## Exercise instructions
What do the lines from the one containing "of the forested" through the end of the entries say? Quote them exactly, and only them.

## Record extracts
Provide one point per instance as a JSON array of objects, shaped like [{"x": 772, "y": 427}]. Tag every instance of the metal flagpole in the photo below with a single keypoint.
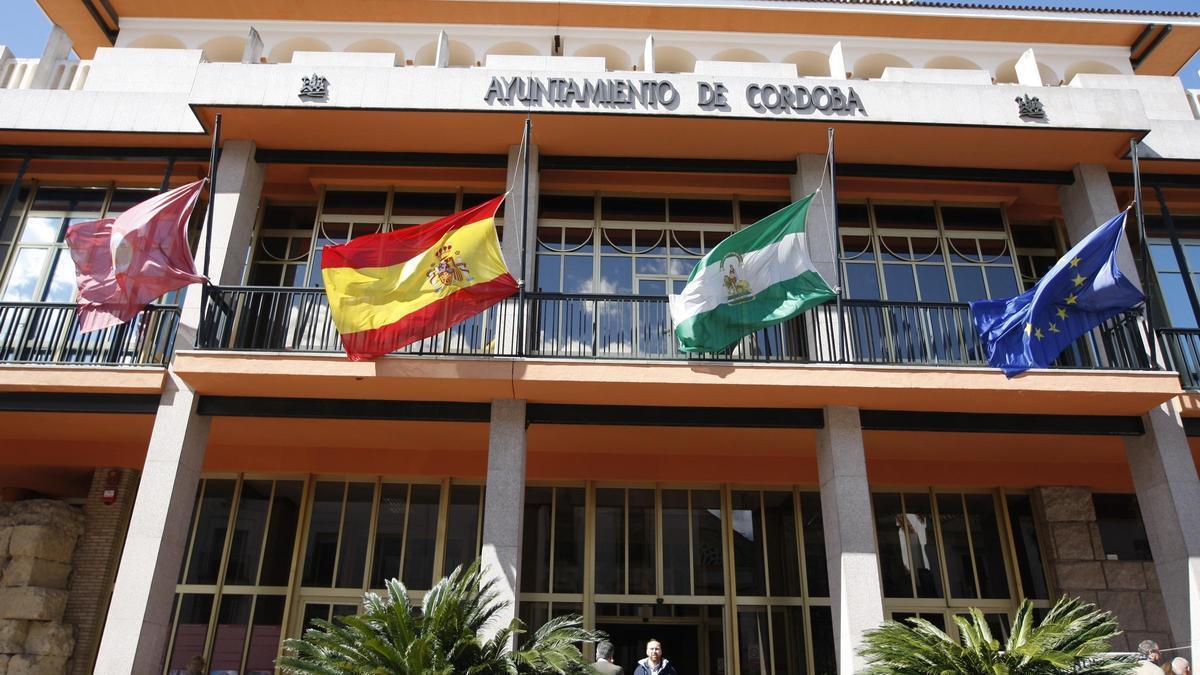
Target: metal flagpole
[
  {"x": 213, "y": 189},
  {"x": 525, "y": 238},
  {"x": 1146, "y": 284},
  {"x": 837, "y": 246}
]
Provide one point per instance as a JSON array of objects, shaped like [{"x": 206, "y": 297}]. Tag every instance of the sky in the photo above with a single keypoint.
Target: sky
[{"x": 23, "y": 27}]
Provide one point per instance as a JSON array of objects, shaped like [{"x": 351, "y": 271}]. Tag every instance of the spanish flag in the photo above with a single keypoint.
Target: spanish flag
[{"x": 394, "y": 288}]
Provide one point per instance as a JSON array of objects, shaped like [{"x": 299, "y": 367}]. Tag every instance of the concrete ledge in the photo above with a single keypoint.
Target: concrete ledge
[{"x": 71, "y": 378}]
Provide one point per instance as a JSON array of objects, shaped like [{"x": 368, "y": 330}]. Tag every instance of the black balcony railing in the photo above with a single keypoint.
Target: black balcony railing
[
  {"x": 631, "y": 327},
  {"x": 1181, "y": 353},
  {"x": 48, "y": 333}
]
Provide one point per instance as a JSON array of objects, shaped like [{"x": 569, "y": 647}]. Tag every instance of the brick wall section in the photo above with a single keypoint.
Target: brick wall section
[
  {"x": 1078, "y": 568},
  {"x": 95, "y": 562}
]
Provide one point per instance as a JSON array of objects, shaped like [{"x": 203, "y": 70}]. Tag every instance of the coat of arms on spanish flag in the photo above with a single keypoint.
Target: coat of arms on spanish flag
[{"x": 394, "y": 288}]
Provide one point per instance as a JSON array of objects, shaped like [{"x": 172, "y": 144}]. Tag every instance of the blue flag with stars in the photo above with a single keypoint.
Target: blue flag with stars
[{"x": 1080, "y": 292}]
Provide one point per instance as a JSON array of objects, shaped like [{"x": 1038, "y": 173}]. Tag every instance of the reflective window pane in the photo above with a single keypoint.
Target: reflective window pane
[
  {"x": 324, "y": 524},
  {"x": 569, "y": 520},
  {"x": 610, "y": 537},
  {"x": 421, "y": 536},
  {"x": 535, "y": 541},
  {"x": 389, "y": 542},
  {"x": 233, "y": 620},
  {"x": 462, "y": 527},
  {"x": 213, "y": 524},
  {"x": 281, "y": 533},
  {"x": 355, "y": 524},
  {"x": 250, "y": 525}
]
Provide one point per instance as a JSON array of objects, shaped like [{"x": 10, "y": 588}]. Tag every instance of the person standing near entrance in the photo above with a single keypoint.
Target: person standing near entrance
[
  {"x": 654, "y": 663},
  {"x": 604, "y": 664}
]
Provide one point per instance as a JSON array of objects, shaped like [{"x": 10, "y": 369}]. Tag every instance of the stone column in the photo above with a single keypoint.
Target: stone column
[
  {"x": 1164, "y": 475},
  {"x": 1090, "y": 203},
  {"x": 504, "y": 503},
  {"x": 96, "y": 557},
  {"x": 855, "y": 590},
  {"x": 1078, "y": 568},
  {"x": 234, "y": 214},
  {"x": 135, "y": 637},
  {"x": 58, "y": 48}
]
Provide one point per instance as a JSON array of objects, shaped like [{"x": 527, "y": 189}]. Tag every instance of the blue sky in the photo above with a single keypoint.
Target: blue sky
[{"x": 23, "y": 27}]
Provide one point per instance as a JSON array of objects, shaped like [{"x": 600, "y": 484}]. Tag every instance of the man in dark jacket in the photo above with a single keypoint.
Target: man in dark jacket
[{"x": 654, "y": 663}]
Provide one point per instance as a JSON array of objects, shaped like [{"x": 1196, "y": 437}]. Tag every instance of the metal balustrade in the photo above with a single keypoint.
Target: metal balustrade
[
  {"x": 48, "y": 333},
  {"x": 1181, "y": 353},
  {"x": 633, "y": 327}
]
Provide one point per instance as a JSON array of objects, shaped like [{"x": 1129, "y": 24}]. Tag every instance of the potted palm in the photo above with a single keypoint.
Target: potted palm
[{"x": 394, "y": 637}]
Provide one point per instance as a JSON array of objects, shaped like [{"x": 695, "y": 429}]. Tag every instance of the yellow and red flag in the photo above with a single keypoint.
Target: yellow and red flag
[{"x": 390, "y": 290}]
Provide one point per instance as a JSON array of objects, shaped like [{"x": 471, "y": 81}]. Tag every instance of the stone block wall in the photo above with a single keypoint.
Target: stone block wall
[
  {"x": 1078, "y": 568},
  {"x": 96, "y": 560},
  {"x": 37, "y": 543}
]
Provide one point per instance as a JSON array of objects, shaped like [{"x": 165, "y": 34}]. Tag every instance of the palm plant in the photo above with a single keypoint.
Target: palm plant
[
  {"x": 393, "y": 637},
  {"x": 1072, "y": 638}
]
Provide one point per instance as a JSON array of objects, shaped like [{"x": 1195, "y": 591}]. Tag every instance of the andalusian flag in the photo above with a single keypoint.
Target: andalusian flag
[
  {"x": 759, "y": 276},
  {"x": 390, "y": 290}
]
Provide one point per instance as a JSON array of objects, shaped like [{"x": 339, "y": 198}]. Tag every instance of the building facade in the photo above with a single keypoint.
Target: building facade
[{"x": 189, "y": 489}]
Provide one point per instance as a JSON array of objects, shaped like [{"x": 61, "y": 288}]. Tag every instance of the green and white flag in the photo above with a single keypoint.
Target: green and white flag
[{"x": 756, "y": 278}]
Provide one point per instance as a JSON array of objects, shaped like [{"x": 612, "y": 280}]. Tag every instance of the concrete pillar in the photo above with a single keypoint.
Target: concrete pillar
[
  {"x": 1090, "y": 203},
  {"x": 1164, "y": 475},
  {"x": 855, "y": 589},
  {"x": 58, "y": 48},
  {"x": 504, "y": 503},
  {"x": 234, "y": 214},
  {"x": 136, "y": 633}
]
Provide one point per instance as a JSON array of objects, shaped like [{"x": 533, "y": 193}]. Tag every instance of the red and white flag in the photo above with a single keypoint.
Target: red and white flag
[{"x": 124, "y": 263}]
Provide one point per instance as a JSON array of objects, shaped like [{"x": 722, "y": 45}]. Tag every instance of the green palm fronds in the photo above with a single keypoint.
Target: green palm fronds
[
  {"x": 394, "y": 638},
  {"x": 1072, "y": 639}
]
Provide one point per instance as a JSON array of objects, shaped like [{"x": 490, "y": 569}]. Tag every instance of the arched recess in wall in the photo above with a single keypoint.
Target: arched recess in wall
[
  {"x": 810, "y": 64},
  {"x": 378, "y": 47},
  {"x": 460, "y": 55},
  {"x": 159, "y": 42},
  {"x": 615, "y": 58},
  {"x": 282, "y": 52},
  {"x": 871, "y": 66},
  {"x": 741, "y": 55},
  {"x": 952, "y": 64},
  {"x": 227, "y": 49},
  {"x": 1087, "y": 67},
  {"x": 673, "y": 59}
]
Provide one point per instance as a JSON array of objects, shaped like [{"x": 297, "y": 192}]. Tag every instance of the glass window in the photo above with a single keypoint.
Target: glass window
[{"x": 1122, "y": 531}]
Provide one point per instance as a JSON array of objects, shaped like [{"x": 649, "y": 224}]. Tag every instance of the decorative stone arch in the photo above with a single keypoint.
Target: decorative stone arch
[
  {"x": 377, "y": 46},
  {"x": 227, "y": 49},
  {"x": 513, "y": 48},
  {"x": 739, "y": 55},
  {"x": 461, "y": 55},
  {"x": 282, "y": 52},
  {"x": 673, "y": 59},
  {"x": 809, "y": 64},
  {"x": 1089, "y": 67},
  {"x": 615, "y": 58},
  {"x": 948, "y": 63},
  {"x": 871, "y": 66},
  {"x": 160, "y": 42}
]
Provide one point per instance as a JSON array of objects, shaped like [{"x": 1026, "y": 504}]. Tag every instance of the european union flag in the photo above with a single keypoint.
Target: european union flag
[{"x": 1080, "y": 292}]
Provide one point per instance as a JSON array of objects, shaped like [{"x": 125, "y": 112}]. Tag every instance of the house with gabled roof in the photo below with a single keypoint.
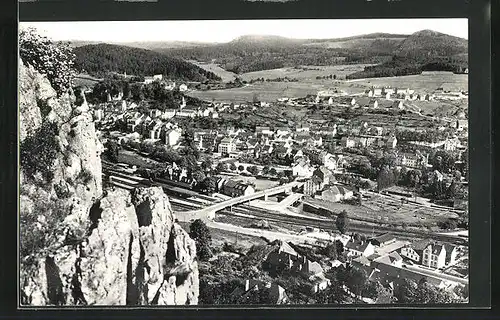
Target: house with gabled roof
[
  {"x": 235, "y": 189},
  {"x": 359, "y": 248}
]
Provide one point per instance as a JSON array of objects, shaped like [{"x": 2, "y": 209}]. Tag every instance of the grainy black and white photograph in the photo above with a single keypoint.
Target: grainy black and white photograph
[{"x": 243, "y": 162}]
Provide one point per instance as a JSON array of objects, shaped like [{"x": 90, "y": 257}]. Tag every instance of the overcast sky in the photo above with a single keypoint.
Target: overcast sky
[{"x": 227, "y": 30}]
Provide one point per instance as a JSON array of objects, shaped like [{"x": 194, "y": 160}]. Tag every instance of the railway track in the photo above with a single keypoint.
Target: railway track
[{"x": 261, "y": 214}]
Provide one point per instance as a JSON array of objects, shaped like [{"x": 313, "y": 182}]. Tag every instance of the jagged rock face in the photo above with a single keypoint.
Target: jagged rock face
[
  {"x": 120, "y": 249},
  {"x": 123, "y": 261}
]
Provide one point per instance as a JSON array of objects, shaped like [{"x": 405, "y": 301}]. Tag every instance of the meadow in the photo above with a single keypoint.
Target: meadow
[{"x": 427, "y": 82}]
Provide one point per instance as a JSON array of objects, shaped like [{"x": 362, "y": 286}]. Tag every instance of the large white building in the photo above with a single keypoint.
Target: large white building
[
  {"x": 226, "y": 146},
  {"x": 173, "y": 136}
]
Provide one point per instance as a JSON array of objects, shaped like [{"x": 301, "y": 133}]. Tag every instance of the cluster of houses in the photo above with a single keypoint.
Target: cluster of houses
[
  {"x": 389, "y": 260},
  {"x": 167, "y": 84},
  {"x": 395, "y": 93},
  {"x": 384, "y": 258},
  {"x": 284, "y": 257},
  {"x": 364, "y": 141}
]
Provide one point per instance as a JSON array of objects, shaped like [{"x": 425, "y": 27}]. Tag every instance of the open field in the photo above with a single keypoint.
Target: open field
[
  {"x": 389, "y": 211},
  {"x": 220, "y": 236},
  {"x": 305, "y": 73},
  {"x": 226, "y": 76},
  {"x": 271, "y": 91},
  {"x": 426, "y": 82},
  {"x": 85, "y": 80},
  {"x": 440, "y": 108},
  {"x": 134, "y": 159}
]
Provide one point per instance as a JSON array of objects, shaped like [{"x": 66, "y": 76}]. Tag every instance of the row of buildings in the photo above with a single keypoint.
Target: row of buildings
[{"x": 390, "y": 261}]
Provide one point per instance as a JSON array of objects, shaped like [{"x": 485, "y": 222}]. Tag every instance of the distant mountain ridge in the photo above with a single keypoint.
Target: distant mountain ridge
[
  {"x": 99, "y": 59},
  {"x": 262, "y": 52}
]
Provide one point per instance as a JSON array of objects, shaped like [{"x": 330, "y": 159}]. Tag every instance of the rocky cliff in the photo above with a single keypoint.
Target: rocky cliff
[{"x": 81, "y": 245}]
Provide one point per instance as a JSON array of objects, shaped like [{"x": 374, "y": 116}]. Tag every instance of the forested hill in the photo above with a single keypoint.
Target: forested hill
[{"x": 99, "y": 59}]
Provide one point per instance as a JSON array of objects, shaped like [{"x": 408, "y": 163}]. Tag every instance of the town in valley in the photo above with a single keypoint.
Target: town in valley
[{"x": 312, "y": 181}]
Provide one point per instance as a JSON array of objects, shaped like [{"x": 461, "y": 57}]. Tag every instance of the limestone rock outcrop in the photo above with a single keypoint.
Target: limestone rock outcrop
[{"x": 94, "y": 247}]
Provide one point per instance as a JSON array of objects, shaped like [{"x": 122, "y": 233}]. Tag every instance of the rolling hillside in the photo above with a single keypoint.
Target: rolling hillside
[
  {"x": 99, "y": 59},
  {"x": 395, "y": 54}
]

## Answer to the exercise
Provide one point per instance as a JSON array of objects, shaped like [{"x": 374, "y": 116}]. Tag every instance of the forested hill in the photo above with a single keypoint.
Target: forested hill
[{"x": 99, "y": 59}]
Provide one point per instance as a JSON array of objects, shaped like [{"x": 408, "y": 163}]. Tag every instance of the town in valley in the photo above with a single keypoint.
Target: town in valley
[{"x": 312, "y": 181}]
Provide one point per instance as a JSON array of objects, shaped like [{"x": 461, "y": 57}]. Tag every instance of the limestone rock outcrop in the photo above with a single keypoint.
Target: limestone rock outcrop
[{"x": 94, "y": 247}]
Provide one point per instance as a JSON array of objects, shaped like [{"x": 122, "y": 233}]. Tag every instance of the rolling hillside in the photo above with a single keypoint.
Target: rolling hillside
[
  {"x": 99, "y": 59},
  {"x": 395, "y": 54}
]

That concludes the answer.